Monday, September 16, 2013

No really, Parenthood is one of the best dramas on television



This year, NBC struck gold with Hannibal, and everybody's been quick to call it the best drama on the network.  But in this excitement for the hot new thing, people have forgotten about Parenthood, Jason Katims' successor to the great Friday Night Lights.  Parenthood is not just the best NBC drama or the best network drama, it's one of the best dramas on television in general.  People might not readily accept this idea because of the show's name or because a cursory glance can make it seem like "that annoying show about annoying white people and their annoying problems."  It certainly doesn't have a cool hook like many of the other great dramas do either.  Nevertheless, it proceeds to quietly make its qualitative case, continually getting better every year, to the point where it was my #2 show of 2012 (ahead of the likes of cable giants such as Breaking Bad, Homeland, and Justified).

And it's that lack of a hook that's one of the most appealing things about the show to me.  Parenthood manages to avoid melodrama or any other sort of heightened emotion, instead choosing to provide an unvarnished look at family life.  Its exploration of different family dynamics and heartwarming charm has inspired other underrated shows like The Fosters and Switched at Birth, but it remains the best at balancing these elements.  The first few episodes have tonal shifts that feel slightly off, but after that it becomes perfectly modulated, fully capable of making you cry big, ugly tears in one scene and flash a giant grin in the very next one.

§ **DATA BELOW**

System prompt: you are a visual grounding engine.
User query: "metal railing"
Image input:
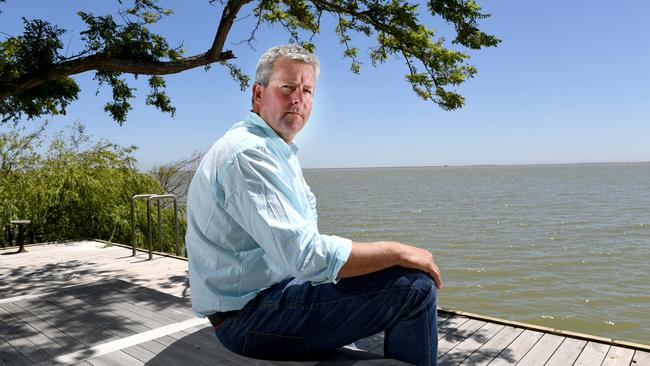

§ **YOUR OBJECTIVE**
Go on with the blog post about Parenthood from the point where it stops. The listing above was taken from a different source than the piece about Parenthood.

§ **ANSWER TO THIS PROBLEM**
Of course, a family drama wouldn't work without a good family, and the Bravermans aren't just great; they're very well-constructed too.  They're like a normal American family, except much bigger, and the stretched-out ranks allow for there to be something relatable for people to find in any one of the characters.  These little groupings of the family span years and income levels, and the cross-generational, inter-familial parallels that unite them provide a backbone for the series' most potent stories.  There's alot of love to go around amongst the Bravermans, to the point where it can almost feel cultish, but the writers use this to generate wonderful little conflicts that come about when what you want contradicts with the wants and needs of others.  It's all relatively low-stakes, but Parenthood has a habit of highlighting how failures and triumphs alike seem to magnify when they involve those closest to you.

Jason Katims and the rest of the writing staff have no ambitions of rewriting the family drama playbook.  In fact, they recycle through storylines you've seen before, but find originality in the execution.  Katims is less interested in the big events that checkpoint our lives than he is in burrowing into the spaces in between, and mining beautiful moments from them.  Whenever I find myself rolling my eyes about where I anticipate the direction of a plotline going, I find myself proven wrong.  Take the arc in season 2, for instance, where Crosby sleeps with Gaby (played FNL alum, Minka Kelly), the behavioral therapist of his nephew, Max.  It's a plotline taken straight out of a lesser quality, more soapy show; but the way it fractures Adam and Crosby's relationship is so perfectly pitched that it ends up being rich, compelling drama.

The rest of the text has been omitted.